▶ [GIVEN DATA]
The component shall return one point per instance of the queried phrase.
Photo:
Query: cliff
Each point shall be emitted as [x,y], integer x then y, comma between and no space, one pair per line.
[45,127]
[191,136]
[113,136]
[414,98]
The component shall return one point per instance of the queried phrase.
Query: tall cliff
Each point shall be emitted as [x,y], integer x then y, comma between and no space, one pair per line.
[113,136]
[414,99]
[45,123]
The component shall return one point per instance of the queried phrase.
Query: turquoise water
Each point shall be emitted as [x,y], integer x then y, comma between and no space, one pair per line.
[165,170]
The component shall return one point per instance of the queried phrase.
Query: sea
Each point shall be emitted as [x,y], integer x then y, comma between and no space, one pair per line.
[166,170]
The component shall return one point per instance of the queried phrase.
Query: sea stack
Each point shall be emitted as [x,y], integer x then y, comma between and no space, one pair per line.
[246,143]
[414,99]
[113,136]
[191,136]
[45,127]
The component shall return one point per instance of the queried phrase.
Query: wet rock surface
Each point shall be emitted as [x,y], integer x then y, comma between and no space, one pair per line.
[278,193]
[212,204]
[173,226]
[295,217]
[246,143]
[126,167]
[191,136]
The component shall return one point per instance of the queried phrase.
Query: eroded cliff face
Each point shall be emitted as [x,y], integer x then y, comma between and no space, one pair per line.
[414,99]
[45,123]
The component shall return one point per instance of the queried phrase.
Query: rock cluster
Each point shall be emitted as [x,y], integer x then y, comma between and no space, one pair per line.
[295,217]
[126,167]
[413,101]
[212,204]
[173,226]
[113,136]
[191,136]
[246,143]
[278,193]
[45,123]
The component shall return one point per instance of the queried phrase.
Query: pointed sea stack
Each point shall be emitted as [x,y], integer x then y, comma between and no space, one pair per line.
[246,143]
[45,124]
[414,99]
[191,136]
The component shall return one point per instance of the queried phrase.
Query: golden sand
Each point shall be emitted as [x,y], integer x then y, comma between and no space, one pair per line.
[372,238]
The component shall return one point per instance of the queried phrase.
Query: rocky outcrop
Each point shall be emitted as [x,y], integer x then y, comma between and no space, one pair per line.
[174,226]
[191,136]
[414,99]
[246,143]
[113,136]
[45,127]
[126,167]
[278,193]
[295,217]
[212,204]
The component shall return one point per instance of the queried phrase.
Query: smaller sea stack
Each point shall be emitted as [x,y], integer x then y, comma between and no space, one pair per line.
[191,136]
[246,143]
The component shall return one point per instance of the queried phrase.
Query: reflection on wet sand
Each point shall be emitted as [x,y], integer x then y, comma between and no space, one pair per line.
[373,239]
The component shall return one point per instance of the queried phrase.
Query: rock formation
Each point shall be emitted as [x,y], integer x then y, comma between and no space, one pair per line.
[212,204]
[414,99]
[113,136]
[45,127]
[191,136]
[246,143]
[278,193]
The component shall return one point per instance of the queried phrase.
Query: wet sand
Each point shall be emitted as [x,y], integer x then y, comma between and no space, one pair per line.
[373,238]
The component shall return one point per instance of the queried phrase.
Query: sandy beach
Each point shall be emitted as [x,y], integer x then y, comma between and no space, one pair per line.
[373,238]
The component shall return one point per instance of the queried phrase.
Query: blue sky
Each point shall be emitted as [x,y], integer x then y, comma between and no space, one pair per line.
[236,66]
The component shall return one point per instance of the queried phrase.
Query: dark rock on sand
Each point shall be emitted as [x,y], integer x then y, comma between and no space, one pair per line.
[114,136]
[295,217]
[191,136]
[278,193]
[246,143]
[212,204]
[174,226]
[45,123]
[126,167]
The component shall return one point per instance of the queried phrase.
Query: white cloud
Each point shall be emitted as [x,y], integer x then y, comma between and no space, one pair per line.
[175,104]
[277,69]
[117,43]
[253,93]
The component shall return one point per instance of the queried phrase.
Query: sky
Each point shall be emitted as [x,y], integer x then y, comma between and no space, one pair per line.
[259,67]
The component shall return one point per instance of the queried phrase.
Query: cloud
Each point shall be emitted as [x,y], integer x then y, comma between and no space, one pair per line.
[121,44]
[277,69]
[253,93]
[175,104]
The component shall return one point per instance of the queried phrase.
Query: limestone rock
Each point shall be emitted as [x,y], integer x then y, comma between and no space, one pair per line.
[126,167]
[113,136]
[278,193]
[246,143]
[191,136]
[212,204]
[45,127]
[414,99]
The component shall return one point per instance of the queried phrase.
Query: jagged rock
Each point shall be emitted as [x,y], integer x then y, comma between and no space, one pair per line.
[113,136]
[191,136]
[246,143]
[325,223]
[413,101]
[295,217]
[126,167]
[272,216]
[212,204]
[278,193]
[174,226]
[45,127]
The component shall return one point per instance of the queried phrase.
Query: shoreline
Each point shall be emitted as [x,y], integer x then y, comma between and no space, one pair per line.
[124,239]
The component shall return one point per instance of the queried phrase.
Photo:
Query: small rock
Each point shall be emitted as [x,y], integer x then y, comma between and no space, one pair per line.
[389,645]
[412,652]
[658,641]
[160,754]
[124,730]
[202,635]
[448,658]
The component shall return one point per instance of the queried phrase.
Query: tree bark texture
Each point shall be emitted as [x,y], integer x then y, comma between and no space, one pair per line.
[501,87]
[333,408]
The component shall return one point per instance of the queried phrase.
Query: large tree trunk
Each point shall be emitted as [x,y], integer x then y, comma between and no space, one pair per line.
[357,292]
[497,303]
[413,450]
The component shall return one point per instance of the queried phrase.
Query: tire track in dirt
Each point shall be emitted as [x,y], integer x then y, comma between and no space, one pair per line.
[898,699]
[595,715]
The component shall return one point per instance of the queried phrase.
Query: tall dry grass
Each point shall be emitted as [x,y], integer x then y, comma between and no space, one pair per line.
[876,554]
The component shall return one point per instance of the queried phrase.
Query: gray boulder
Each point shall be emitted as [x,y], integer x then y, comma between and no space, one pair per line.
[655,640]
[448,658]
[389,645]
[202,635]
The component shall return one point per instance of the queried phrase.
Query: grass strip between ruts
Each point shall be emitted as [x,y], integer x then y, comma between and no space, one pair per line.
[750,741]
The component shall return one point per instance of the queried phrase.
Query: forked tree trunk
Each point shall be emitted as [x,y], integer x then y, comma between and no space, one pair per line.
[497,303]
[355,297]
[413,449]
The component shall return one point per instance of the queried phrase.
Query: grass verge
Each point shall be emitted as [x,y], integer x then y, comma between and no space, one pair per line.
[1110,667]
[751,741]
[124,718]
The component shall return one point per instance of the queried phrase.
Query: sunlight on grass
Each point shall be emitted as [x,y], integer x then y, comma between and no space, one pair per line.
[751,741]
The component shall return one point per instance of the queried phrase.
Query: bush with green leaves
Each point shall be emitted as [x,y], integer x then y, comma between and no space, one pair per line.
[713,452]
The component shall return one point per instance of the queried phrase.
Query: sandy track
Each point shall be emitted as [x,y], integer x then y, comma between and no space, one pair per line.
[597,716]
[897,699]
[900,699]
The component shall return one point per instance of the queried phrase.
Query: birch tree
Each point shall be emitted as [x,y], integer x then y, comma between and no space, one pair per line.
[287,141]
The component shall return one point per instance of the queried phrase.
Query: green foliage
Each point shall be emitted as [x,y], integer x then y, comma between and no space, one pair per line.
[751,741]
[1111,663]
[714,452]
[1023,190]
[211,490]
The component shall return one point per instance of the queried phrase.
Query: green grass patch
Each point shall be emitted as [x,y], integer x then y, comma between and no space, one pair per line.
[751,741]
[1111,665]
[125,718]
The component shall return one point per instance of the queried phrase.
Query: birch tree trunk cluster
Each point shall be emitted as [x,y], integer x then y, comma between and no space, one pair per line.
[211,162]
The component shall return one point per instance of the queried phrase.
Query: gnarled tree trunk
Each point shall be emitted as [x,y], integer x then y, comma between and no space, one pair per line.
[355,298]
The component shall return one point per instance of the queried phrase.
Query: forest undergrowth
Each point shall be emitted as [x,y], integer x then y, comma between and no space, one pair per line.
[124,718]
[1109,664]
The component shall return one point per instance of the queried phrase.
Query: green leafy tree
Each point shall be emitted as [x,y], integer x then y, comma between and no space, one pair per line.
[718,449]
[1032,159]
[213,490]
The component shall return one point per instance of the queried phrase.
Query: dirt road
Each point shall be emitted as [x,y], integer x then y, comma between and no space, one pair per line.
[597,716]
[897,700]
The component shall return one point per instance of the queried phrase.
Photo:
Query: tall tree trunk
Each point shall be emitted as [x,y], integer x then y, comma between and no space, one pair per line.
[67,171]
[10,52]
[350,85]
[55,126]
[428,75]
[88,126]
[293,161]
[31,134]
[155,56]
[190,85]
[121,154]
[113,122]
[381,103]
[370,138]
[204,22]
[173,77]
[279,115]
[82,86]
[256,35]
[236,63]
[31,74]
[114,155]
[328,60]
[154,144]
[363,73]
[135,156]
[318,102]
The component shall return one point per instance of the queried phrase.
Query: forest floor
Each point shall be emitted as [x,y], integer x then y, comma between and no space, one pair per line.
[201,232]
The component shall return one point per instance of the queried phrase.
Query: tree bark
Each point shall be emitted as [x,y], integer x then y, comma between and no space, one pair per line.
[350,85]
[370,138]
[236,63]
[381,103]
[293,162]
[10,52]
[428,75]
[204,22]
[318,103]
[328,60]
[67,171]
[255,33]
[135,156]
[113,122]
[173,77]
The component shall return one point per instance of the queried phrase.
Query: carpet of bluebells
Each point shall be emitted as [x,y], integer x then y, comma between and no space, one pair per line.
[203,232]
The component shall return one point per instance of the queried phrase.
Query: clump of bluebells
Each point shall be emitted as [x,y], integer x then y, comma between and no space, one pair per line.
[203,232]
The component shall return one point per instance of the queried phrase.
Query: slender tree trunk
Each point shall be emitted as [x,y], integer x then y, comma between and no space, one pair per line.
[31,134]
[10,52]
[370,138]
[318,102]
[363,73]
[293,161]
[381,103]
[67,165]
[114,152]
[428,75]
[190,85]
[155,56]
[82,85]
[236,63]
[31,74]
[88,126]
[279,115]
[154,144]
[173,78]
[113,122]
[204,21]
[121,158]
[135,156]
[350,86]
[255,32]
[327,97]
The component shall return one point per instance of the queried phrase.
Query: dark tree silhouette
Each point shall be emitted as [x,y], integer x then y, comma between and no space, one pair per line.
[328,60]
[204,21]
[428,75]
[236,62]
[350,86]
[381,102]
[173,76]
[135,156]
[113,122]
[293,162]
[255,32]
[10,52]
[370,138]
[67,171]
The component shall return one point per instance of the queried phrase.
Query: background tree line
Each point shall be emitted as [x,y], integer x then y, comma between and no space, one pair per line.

▶ [GIVEN EXERCISE]
Locate each line in the rows above that contains the word "dirt" and copy those lines.

▶ [SOLUTION TO THIS PROBLEM]
Query: tire track in dirt
Query: dirt road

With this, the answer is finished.